Records from a dataset:
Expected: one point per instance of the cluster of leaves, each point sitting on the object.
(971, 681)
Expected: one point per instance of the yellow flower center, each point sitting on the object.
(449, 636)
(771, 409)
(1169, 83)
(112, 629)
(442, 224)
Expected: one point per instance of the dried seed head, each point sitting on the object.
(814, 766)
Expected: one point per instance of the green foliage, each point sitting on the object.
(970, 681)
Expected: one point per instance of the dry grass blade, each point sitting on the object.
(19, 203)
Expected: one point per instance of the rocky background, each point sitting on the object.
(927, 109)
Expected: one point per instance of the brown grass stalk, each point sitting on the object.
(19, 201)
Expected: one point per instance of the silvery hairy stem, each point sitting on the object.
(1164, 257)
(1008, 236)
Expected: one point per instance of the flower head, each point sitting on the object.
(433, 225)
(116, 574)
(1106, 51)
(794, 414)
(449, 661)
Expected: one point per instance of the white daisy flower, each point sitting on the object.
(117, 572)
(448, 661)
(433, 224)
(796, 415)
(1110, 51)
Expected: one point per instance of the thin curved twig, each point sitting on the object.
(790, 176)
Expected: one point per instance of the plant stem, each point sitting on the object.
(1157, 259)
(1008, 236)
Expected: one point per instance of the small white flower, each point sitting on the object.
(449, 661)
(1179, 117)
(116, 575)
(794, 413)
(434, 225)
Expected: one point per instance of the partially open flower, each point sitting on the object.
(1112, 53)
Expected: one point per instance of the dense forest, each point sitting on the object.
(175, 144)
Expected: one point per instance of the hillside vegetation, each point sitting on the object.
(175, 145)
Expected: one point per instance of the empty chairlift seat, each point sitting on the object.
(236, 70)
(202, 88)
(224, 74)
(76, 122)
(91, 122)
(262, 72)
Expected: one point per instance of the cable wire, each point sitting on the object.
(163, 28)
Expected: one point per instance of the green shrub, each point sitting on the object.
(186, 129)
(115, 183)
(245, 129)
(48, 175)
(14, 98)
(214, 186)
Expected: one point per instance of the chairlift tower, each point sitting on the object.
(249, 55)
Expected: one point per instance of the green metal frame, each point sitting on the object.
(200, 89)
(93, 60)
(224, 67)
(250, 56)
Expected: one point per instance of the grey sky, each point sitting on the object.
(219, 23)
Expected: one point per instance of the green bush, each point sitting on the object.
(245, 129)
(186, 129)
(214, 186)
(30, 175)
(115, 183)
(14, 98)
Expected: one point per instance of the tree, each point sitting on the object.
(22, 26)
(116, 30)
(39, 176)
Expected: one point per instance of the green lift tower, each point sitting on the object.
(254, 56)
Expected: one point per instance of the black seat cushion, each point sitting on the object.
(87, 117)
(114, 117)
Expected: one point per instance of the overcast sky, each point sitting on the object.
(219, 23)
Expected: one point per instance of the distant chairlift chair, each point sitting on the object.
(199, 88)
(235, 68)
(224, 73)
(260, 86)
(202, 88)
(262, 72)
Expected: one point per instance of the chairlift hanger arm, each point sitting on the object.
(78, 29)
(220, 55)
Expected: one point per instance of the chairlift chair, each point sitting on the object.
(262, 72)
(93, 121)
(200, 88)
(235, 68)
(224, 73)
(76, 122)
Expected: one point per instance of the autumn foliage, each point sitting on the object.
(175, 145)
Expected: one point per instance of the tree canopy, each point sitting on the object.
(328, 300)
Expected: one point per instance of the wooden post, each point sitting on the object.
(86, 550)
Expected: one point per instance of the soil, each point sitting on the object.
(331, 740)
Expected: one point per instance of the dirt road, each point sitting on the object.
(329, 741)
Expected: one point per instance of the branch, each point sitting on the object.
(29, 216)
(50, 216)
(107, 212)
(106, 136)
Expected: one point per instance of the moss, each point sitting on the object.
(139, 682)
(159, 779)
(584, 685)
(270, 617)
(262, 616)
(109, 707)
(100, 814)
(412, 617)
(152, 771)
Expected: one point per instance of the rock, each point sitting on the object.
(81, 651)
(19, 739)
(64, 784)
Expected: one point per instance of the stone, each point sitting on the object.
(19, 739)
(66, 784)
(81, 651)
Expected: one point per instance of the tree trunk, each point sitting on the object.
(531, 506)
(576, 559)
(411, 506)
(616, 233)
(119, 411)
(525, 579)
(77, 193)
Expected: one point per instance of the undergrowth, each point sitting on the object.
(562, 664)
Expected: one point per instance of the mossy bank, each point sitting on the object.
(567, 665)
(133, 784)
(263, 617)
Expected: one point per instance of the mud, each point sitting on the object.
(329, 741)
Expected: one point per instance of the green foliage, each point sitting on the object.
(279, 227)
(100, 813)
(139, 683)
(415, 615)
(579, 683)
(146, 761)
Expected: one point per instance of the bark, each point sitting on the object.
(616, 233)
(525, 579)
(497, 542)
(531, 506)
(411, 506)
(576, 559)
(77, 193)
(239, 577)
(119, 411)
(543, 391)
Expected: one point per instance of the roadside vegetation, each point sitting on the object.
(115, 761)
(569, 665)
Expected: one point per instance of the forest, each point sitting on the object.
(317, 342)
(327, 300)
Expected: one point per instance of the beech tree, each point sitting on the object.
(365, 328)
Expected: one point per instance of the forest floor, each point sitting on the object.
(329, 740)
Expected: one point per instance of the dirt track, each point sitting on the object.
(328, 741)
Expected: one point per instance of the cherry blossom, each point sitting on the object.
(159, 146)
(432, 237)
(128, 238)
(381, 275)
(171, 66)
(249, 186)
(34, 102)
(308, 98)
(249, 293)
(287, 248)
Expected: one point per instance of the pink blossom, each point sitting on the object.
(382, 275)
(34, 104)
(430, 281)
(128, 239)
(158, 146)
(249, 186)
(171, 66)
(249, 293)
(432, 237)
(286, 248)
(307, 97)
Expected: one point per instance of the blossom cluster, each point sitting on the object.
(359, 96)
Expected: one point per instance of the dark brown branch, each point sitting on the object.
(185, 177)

Your goal
Each entry must appear in the reply exactly as written.

Answer area
Expected: one point per instance of the cluster of leaves, each point sitting on the object.
(971, 681)
Expected: one point per instance of the yellow flower center, each point sitting on the object.
(449, 636)
(771, 409)
(1169, 83)
(112, 629)
(442, 224)
Expected: one point per instance of the dried seed head, each point sitting on the object.
(814, 766)
Expected: one point per instance of the green foliage, each point sitting on the object.
(970, 681)
Expected: one point per instance of the dry grass blade, each point sitting on the object.
(19, 203)
Expected: one point per instance of the rocky background, each point sitting on the object.
(927, 109)
Expected: one point per instance of the brown grass stalk, each point sitting on the object.
(19, 201)
Expected: one point per instance of the silvery hairy stem, each point sitting on the object.
(1164, 257)
(1008, 236)
Expected: one point per instance of the flower head, each point sitting on the object.
(433, 225)
(116, 574)
(1106, 51)
(794, 414)
(449, 661)
Expected: one point per instance of the white daisy flower, each point sitting on the object.
(117, 572)
(448, 661)
(433, 224)
(796, 415)
(1110, 51)
Expected: one point per instance of the thin curved twig, each point sitting on the object.
(790, 176)
Expected: one point per instance of the plant stem, each point sitting on the object.
(1157, 259)
(1008, 236)
Expected: one point per instance of the small white flower, each point sitting on the object.
(449, 661)
(1179, 117)
(116, 575)
(794, 413)
(434, 225)
Expected: one point per instance of the partially open flower, each point sitting on the object.
(1112, 53)
Expected: one point per instance of the dense forest, each point sitting on the object.
(175, 144)
Expected: one point per instance of the hillside vegetation, each point sitting on the object.
(175, 145)
Expected: one point per instance of the empty chairlift seat, each point sitting on the object.
(236, 70)
(202, 88)
(224, 74)
(76, 122)
(91, 122)
(262, 72)
Expected: one point per instance of the cable wire, each point sitting on the object.
(163, 28)
Expected: one point per instance of the green shrub, each point sitting on the object.
(186, 129)
(115, 183)
(245, 129)
(48, 175)
(14, 98)
(214, 186)
Expected: one point per instance of the chairlift tower, each point sitting on the object.
(249, 55)
Expected: one point per instance of the green metal frame, each point sitting on the object.
(200, 89)
(93, 60)
(224, 67)
(250, 56)
Expected: one point per instance of the grey sky, each point sitting on the object.
(219, 23)
Expected: one point per instance of the green bush, each point sitting on the object.
(245, 129)
(186, 129)
(214, 186)
(30, 175)
(115, 183)
(14, 98)
Expected: one point per instance of the tree, each point sitting on the object.
(22, 26)
(116, 30)
(39, 176)
Expected: one point per instance of the green lift tower, each point sitting on the object.
(254, 56)
Expected: one point per instance of the black seat cushion, each point sitting on the object.
(87, 117)
(114, 117)
Expected: one point per instance of the overcast sky, each point sitting on the object.
(219, 23)
Expected: one point per instance of the distant chairlift chair, each point sitting on the object.
(199, 88)
(235, 68)
(224, 73)
(260, 86)
(202, 88)
(262, 72)
Expected: one point per instance of the chairlift hanger arm, each point sitting on the object.
(78, 29)
(220, 55)
Expected: one point per instance of the chairlift chair, each point sitting on the object.
(262, 72)
(93, 121)
(200, 88)
(235, 68)
(224, 73)
(76, 122)
Expected: one point per instance of the autumn foliage, each point sitting on the object.
(175, 145)
Expected: one point per instance of the tree canopy, each point sitting on the object.
(328, 300)
Expected: one point per instance of the wooden post, each point sitting on the object.
(86, 550)
Expected: one point per instance of the soil, each point sitting on the object.
(331, 740)
Expected: one point per instance of the dirt road, each point sitting on the object.
(329, 741)
Expected: one point per instance of the branch, each point sitting on the object.
(29, 216)
(50, 216)
(107, 212)
(106, 136)
Expected: one point per instance of the moss, each point sitting on the object.
(139, 682)
(159, 779)
(584, 685)
(270, 617)
(262, 616)
(109, 707)
(100, 814)
(412, 617)
(152, 771)
Expected: one point per instance of the rock, each point sitting on the object.
(81, 651)
(19, 739)
(64, 784)
Expected: one point per instance of the stone, each point sitting on the object.
(19, 739)
(66, 784)
(81, 651)
Expected: one point per instance of the tree trunk, each point sitting on the object.
(531, 506)
(576, 559)
(411, 506)
(616, 233)
(119, 411)
(525, 579)
(77, 193)
Expected: one point per instance of the undergrowth, each point sitting on the object.
(562, 664)
Expected: one point per instance of the mossy bank, each point sitting on the object.
(567, 665)
(133, 784)
(263, 617)
Expected: one point per instance of the mud, each point sitting on the object.
(329, 741)
Expected: one point per instance of the green foliage, each point sitting on the object.
(279, 227)
(100, 813)
(139, 683)
(415, 615)
(579, 683)
(146, 761)
Expected: one point per instance of the bark, each point sitting on the object.
(616, 233)
(525, 579)
(497, 542)
(531, 506)
(411, 506)
(576, 559)
(77, 193)
(239, 577)
(119, 411)
(543, 391)
Expected: one point per instance of the roadside vegetation, each point sitting on the object.
(115, 761)
(569, 665)
Expected: one point per instance of the forest, each point sitting on the object.
(317, 342)
(327, 300)
Expected: one point per instance of the beech tree, each point sitting on the object.
(365, 328)
Expected: one point per instance of the forest floor, each point sitting on the object.
(329, 740)
Expected: one point per instance of the dirt track, each point sitting on the object.
(328, 741)
Expected: one point per instance of the cherry blossom, each point sitting on the object.
(159, 146)
(432, 237)
(128, 238)
(381, 275)
(171, 66)
(249, 186)
(34, 102)
(308, 98)
(249, 293)
(287, 248)
Expected: one point per instance of the pink blossom, each point sitting on the object.
(382, 275)
(34, 104)
(430, 281)
(128, 239)
(158, 146)
(249, 186)
(171, 66)
(249, 293)
(432, 237)
(286, 248)
(307, 97)
Expected: one point per instance of the blossom cluster, each point sitting on the object.
(359, 96)
Expected: one point per instance of the dark brown branch, each point sitting on the object.
(185, 177)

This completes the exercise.